# Start of INPUT RECORDS

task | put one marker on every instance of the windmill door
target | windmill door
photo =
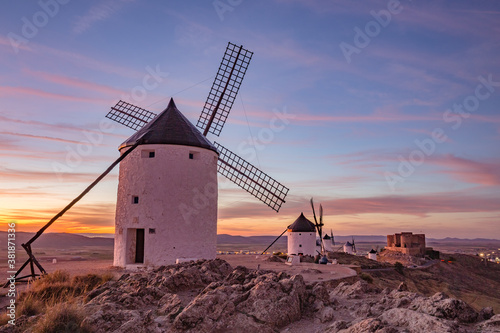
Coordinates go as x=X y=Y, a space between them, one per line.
x=139 y=246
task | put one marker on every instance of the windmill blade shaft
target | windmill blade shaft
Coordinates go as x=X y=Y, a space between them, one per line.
x=250 y=178
x=130 y=115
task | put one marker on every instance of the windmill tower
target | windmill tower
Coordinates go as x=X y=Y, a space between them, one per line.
x=157 y=203
x=327 y=242
x=348 y=248
x=302 y=237
x=167 y=193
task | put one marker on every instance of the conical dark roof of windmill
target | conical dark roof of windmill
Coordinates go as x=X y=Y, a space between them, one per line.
x=302 y=224
x=170 y=127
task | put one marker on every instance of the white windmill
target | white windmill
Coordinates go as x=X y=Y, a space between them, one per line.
x=157 y=218
x=167 y=194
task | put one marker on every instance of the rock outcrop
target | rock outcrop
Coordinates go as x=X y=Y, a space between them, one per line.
x=211 y=296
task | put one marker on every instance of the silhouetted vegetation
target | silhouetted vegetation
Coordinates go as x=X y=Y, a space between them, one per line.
x=399 y=267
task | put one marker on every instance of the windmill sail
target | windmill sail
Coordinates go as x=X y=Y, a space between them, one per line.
x=251 y=179
x=224 y=89
x=130 y=115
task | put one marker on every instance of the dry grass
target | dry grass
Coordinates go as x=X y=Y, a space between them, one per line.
x=61 y=318
x=55 y=297
x=57 y=287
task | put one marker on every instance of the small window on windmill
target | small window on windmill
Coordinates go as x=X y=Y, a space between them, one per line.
x=148 y=153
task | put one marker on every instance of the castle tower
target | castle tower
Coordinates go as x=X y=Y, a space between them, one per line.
x=301 y=236
x=167 y=194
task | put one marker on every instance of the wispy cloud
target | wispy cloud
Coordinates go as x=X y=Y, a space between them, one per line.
x=25 y=91
x=42 y=137
x=76 y=83
x=413 y=205
x=470 y=171
x=100 y=12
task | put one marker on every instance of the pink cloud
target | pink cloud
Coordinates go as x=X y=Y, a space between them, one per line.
x=77 y=83
x=7 y=91
x=413 y=205
x=40 y=137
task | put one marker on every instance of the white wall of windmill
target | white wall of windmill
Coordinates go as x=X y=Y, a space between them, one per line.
x=327 y=243
x=348 y=249
x=301 y=242
x=176 y=205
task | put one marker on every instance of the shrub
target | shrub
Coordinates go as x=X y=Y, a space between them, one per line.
x=367 y=277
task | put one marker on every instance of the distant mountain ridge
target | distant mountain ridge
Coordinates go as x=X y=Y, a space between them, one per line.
x=67 y=240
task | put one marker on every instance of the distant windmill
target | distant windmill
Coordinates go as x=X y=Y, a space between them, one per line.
x=319 y=226
x=161 y=138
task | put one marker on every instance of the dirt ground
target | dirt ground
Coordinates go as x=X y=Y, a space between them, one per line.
x=310 y=272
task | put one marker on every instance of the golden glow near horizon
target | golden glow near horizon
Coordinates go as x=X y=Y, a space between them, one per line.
x=396 y=137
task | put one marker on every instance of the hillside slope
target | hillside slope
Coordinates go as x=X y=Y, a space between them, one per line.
x=466 y=278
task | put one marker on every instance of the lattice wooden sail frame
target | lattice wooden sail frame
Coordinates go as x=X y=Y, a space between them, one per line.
x=213 y=116
x=130 y=115
x=224 y=89
x=250 y=178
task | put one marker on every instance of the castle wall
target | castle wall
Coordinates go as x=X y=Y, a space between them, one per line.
x=407 y=242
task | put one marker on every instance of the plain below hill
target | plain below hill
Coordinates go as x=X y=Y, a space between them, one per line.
x=56 y=240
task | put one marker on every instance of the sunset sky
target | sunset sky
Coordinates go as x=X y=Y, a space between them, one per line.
x=392 y=110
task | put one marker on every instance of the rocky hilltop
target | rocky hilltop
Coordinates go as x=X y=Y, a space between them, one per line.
x=211 y=296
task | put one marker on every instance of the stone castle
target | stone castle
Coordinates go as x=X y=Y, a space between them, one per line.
x=407 y=243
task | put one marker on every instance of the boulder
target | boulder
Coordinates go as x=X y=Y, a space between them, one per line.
x=491 y=325
x=439 y=305
x=416 y=322
x=486 y=313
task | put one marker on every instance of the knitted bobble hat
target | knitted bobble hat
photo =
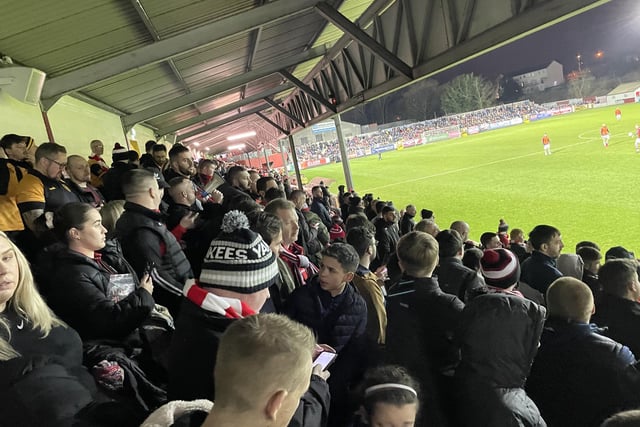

# End of INPUT RECORDS

# WRITTEN EXERCISE
Copy all of the items above again with "put one marker" changed to "place one pin" everywhere it occurs, keeping every other word the same, and leave the pictures out of your copy.

# WRITTEN SOLUTION
task | place one pin on every instance of the windmill door
target | windmill door
photo =
Coordinates go as x=X y=Y, a space between them, one per line.
x=139 y=246
task | place one pin on every instance of the windmill blade shaft
target | windmill blade shaft
Coordinates go as x=X y=Y, a space between them, one per line.
x=250 y=178
x=130 y=115
task | place one pin on every instance of the windmill tower
target | windmill tower
Coordinates go as x=X y=Y, a space between them, one per line.
x=157 y=203
x=327 y=242
x=348 y=248
x=302 y=237
x=167 y=193
task | place one pin on every instance of the conical dark roof of windmill
target | conical dark roof of windmill
Coordinates go as x=X y=Y, a space between them, one per line.
x=302 y=224
x=170 y=127
task | place one pin on every instance of the white windmill
target | white windmill
Coordinates go as x=X y=Y, a space between them, one per line.
x=157 y=218
x=167 y=194
task | place one pin on every instance of the rock outcrop
target | rock outcrop
Coordinates go as x=X y=Y, a space between them, one per line.
x=211 y=296
task | place one pin on every instance of the silhouetted vegetation
target | silhouetted vegetation
Coordinates go as x=X y=Y, a space between them, one per line.
x=399 y=267
task | place one pin on every instance of the windmill sail
target | windmill sail
Coordinates go as x=X y=Y, a space between them, one per line.
x=251 y=179
x=224 y=89
x=130 y=115
task | place one pin on every instance of the dry grass
target | dry grass
Coordinates go as x=X y=Y, a space between them, one per line.
x=61 y=318
x=55 y=297
x=57 y=287
task | place one pin on every instance of the small window on windmill
target | small window on windmill
Coordinates go as x=X y=Y, a space between them, one per line.
x=148 y=153
task | place one pin on every instance of the castle tower
target | castle tower
Coordinates go as x=X y=Y, a space between them, one per line.
x=301 y=236
x=167 y=194
task | place one pin on every instance of the wispy cloud
target | wispy cloud
Coordinates go as x=X y=Y, a space between them, one per line.
x=25 y=91
x=42 y=137
x=76 y=83
x=413 y=205
x=470 y=171
x=100 y=12
task | place one pin on every instance of the pink cloud
target | pink cloud
Coordinates go as x=X y=Y, a space between them, one per line.
x=77 y=83
x=7 y=91
x=413 y=205
x=40 y=137
task | place one pin on every instance of the white wall of windmill
target | white wall of windmill
Coordinates go as x=X y=Y, a space between them, one per line.
x=327 y=243
x=348 y=249
x=301 y=242
x=176 y=205
task | place one pin on every instance of the shrub
target | shrub
Coordinates go as x=X y=Y, a space between them, one per line.
x=367 y=277
task | place one pin on every instance of the distant mountain ridge
target | distant mountain ridge
Coordinates go as x=X y=Y, a space between them, one per line.
x=67 y=240
task | place one pin on every instance of the distant windmill
target | distant windmill
Coordinates go as x=X y=Y, a space between them, one per line.
x=319 y=226
x=161 y=138
task | place one pin on every instance of the dirt ground
target | dirt ground
Coordinates go as x=X y=Y, a space between them, one per line.
x=310 y=272
task | place one pin on every instance of the golden glow near horizon
target | golden glow near horizon
Coordinates go as x=X y=Y, a space between them, one per line.
x=396 y=137
task | place one pin on every instance of the hillside slope
target | hillside slope
Coordinates go as x=X y=Y, a space between them, one per line.
x=466 y=278
task | place one pin on every instance of the lattice wooden sail frame
target | lattice wooden sail frame
Coordinates go as x=X y=Y, a space between them, one per line.
x=213 y=116
x=130 y=115
x=224 y=89
x=250 y=178
task | place one pin on every instance of the castle wall
target | castle wall
Coordinates go as x=X y=Y, a space between them, one per line.
x=407 y=242
task | place one pin on every instance of the plain below hill
target | plain below hill
Coordinates go as x=X y=Y, a space between them, one per line.
x=56 y=240
task | place one pin on every instance of the sunset sky
target | sunset sky
Coordinates go as x=X y=Y, a space between them, one per line.
x=392 y=110
task | place one pin on every instance of the rocky hilltop
target | rocky hilltop
Coordinates go as x=X y=Y, a space between them, one per line.
x=211 y=296
task | place one pin on every instance of the stone castle
target | stone castle
Coordinates go as x=X y=Y, a space between them, one per line.
x=407 y=243
task | place one pin on every instance of the boulder
target | boulder
Coordinates go as x=X y=Y, a space between them, one per line.
x=491 y=325
x=439 y=305
x=416 y=322
x=486 y=313
task | place one pin on every instance of the knitted bobble hat
target | knitted bobble hat
photo =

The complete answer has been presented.